Document:
The reasons for the Tribunal's rejection of the Applicant's claims arose from the Applicant's evidence itself. The Tribunal did not find the Applicant to be a credible witness. In any event, notwithstanding the Tribunal's findings on credibility, the Tribunal was not satisfied that even if he had made out either of the grounds upon which he claimed to fear persecution, he had not established a claim that came within the ambit of the Refugees Convention as amended by the Refugees Protocol.
The Tribunal was not satisfied that either the Applicant's claim of fearing persecution from his former employer who had set him up to take the blame for the first drug charge or the Applicant's claim to fear violence from a gang of drug traffickers came under any one of the five grounds set out in the Convention. In my view, the evidence before the Tribunal was sufficient to enable the Tribunal to reach that conclusion.
I am mindful of the fact that the Applicant was not legally represented. I have read through the Tribunal decision thoroughly. I have considered the decision in order to see whether any arguable case of jurisdictional error can be made out irrespective of whether it has been claimed by the Applicant or not. I am not satisfied that any procedural error has been shown.

Stated task: Please revise the judgment from "The Tribunal was not satisfied that either" up to and including "has been shown.", replacing "former employer" with "previous employer".

(Coordinate labeling data)
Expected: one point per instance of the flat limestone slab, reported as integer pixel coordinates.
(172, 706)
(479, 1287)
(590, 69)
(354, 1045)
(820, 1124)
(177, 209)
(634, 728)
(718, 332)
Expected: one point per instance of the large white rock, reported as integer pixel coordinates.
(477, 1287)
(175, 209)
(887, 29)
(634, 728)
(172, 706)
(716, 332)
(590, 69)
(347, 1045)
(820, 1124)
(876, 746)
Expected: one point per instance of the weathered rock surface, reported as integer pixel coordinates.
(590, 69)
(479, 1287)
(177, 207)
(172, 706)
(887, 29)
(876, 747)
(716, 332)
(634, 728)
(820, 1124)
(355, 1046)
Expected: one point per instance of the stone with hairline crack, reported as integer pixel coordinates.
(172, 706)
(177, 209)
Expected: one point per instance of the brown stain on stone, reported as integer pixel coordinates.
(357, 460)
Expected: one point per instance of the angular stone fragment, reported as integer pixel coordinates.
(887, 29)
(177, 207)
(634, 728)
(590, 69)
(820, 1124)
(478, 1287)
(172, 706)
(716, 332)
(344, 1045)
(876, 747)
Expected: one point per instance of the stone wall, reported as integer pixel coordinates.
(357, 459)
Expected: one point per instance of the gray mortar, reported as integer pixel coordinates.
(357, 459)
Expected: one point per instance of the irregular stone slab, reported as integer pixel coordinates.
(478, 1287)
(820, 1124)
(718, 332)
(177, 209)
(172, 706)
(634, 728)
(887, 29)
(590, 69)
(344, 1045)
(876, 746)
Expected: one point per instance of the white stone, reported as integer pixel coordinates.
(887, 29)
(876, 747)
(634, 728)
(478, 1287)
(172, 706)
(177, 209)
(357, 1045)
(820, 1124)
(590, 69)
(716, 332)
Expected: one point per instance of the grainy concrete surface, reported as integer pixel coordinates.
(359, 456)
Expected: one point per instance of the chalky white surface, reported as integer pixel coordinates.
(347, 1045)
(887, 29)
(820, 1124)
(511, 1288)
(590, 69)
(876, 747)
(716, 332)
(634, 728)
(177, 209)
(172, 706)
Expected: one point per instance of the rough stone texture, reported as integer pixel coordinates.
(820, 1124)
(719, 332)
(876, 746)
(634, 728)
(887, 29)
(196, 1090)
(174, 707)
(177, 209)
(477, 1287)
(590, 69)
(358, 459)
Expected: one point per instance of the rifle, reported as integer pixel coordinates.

Response to the exercise:
The Tribunal was not satisfied that either the Applicant's claim of fearing persecution from his previous employer who had set him up to take the blame for the first drug charge or the Applicant's claim to fear violence from a gang of drug traffickers came under any one of the five grounds set out in the Convention. In my view, the evidence before the Tribunal was sufficient to enable the Tribunal to reach that conclusion.
I am mindful of the fact that the Applicant was not legally represented. I have read through the Tribunal decision thoroughly. I have considered the decision in order to see whether any arguable case of jurisdictional error can be made out irrespective of whether it has been claimed by the Applicant or not. I am not satisfied that any procedural error has been shown.